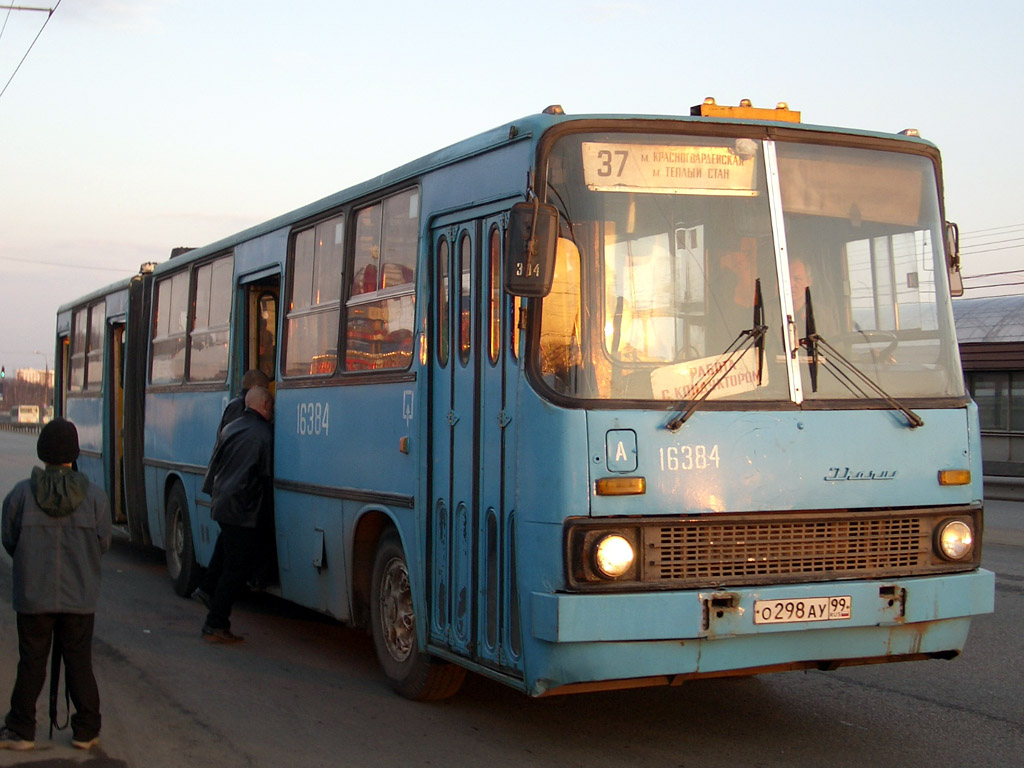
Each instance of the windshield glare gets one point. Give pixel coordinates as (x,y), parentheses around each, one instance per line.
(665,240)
——————
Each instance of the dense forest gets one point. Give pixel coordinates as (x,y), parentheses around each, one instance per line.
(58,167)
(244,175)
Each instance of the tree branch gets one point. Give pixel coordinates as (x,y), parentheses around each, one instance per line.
——————
# BRIEF
Collect every line of the data above that contains the word "Give".

# EXERCISE OUTPUT
Each instance of the windshield glare gets one point. Give pixel coordinates as (x,y), parentheses around each, one instance per line.
Each instance of the dense forest gets one point. Give pixel coordinates as (x,y), parentheses around each, one instance per line.
Each instance of the tree branch gets one point. Give pixel coordinates as (x,y), parentheses around each, one instance per line.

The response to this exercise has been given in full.